§ **課題の詳細**:
イチゴ栽培についての提示文にある次の一文を英語に訳してもらえますか:「苗を全部購入することになるので苗代がかかり、その苗も育苗してから植付の手間がかかります。」

§ **提示文**:

####

2017年発表の新品種・「よつぼし」を使うことで家庭菜園でも12~5月まで収穫することを目指すページです。
家庭菜園でのやり方だけ見たい方は、このページの【家庭菜園でも、促成栽培と同じく半年間収穫しつづける方法】まで飛ばしてください。
他の部分は、どうして当サイトでそのような育て方をしているのか、管理人の思い付き主観は入れず「試験データ」「プロ農家の育て方」といった根拠もとに書いています。それを、家庭菜園の様な小規模でも、出来る限り安価に真似できるような工夫を書いています。

【従来品種と同じ育て方】

「よつぼし」に限らない、普通のイチゴと同じ栽培方法です。★株管理、★増殖・育苗 がこの栽培方法でだけかかる手間です。
苗をいちど買えば、翌年・よくよく年・・・とランナー増殖した苗をそのまま使えるのでもう買う必要がないです。一見節約になっていますが・・。
★株管理は、休眠期のイチゴに少し水を与えればいいのですが、スペースをいっちょ前に取ります。
★増殖・育苗 が問題でして、いっちょ前のスペースのいちごを夏越しさせないといけません。冷却・遮光の方法を用意しないといけません。(これは育苗ポットに紙ポット採用+底面給水+いつもの1.3~1.5倍の肥料施肥で改善できますが)。それとなにより高温時期には多い病害虫です。この手間が普通のイチゴ品種では問題になりますよね。そしてランナーをうまい事発生させないといけませんし(低温要求時間は満たせますが、花芽分化条件とほぼ同じ条件をクリアさせないと発生しない)、そのランナーから病気が遺伝することも多いので油断できません。
実はこの手間を一切カットする方法があります。それが次から紹介する、「よつぼし」ならではの育て方です。
【二次育苗】※よつぼし栽培で普及してる方法

7月に「セル苗」を購入し、ポットでまず育苗(2次育苗とよぶ)し、9月に植え付ける方法です。
※セル苗=超小型で沢山の苗が集まったもの。苗1個のサイズは406穴が最も小さく(下記図)、70穴が最も大きいサイズ。

苗を全部購入することになるので苗代がかかり、その苗も育苗してから植付の手間がかかります。
ですが、ランナー生殖させずに済むので病気の遺伝・ランナー発生の失敗・真夏の暑さ対策は無縁となります。実はよつぼしのメリットはこれです。

####

データソースからの行:
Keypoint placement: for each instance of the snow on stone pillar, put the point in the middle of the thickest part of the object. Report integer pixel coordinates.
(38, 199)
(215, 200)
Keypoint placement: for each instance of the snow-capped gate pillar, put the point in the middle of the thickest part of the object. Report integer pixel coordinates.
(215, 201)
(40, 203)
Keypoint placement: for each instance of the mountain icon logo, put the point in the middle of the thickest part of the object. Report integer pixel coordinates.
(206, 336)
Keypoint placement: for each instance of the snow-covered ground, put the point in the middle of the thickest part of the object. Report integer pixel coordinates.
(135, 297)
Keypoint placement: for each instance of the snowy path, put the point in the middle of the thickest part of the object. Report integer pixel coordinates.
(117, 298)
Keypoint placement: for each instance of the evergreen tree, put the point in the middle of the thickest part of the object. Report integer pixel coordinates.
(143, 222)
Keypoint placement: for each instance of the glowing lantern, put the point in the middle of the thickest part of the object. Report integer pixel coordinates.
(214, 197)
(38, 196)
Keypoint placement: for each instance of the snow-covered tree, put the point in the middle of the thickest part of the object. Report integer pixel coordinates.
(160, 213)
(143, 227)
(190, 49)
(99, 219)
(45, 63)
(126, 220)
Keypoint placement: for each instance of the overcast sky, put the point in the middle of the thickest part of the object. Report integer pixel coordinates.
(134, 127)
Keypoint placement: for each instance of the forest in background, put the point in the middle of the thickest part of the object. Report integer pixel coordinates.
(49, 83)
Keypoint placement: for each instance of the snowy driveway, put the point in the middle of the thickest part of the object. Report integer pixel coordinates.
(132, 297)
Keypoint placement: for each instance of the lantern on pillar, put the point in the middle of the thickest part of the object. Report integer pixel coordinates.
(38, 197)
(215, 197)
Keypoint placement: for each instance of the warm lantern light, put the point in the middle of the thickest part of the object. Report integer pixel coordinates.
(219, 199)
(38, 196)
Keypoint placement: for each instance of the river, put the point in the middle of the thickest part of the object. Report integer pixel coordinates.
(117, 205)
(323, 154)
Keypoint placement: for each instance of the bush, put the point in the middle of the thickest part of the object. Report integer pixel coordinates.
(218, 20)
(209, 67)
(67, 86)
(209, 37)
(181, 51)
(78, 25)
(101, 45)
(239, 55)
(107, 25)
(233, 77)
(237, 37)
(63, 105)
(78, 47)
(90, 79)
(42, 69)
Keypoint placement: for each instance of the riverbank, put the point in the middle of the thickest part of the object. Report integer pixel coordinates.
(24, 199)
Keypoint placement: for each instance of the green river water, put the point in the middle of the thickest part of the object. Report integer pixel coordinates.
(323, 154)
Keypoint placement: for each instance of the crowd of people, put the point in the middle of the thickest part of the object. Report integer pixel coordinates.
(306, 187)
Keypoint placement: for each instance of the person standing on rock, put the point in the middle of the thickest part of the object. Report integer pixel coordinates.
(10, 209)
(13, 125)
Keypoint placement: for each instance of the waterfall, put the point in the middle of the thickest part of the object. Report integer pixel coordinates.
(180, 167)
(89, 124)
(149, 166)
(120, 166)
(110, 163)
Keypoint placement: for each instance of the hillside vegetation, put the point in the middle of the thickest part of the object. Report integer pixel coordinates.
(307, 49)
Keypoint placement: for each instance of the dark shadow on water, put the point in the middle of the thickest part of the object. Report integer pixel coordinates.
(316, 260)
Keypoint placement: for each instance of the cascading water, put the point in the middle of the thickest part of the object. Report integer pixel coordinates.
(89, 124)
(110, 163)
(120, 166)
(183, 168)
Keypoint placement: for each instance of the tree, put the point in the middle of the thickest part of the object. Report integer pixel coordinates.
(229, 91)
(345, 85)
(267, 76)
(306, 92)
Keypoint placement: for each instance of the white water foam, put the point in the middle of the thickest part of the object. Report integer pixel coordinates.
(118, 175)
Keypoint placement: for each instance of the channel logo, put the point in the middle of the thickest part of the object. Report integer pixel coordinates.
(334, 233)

####

§ **解答例**:
Since all of the seedlings have to be bought, there is the cost of the seedlings, and those seedlings also take effort because they must be raised before being planted out.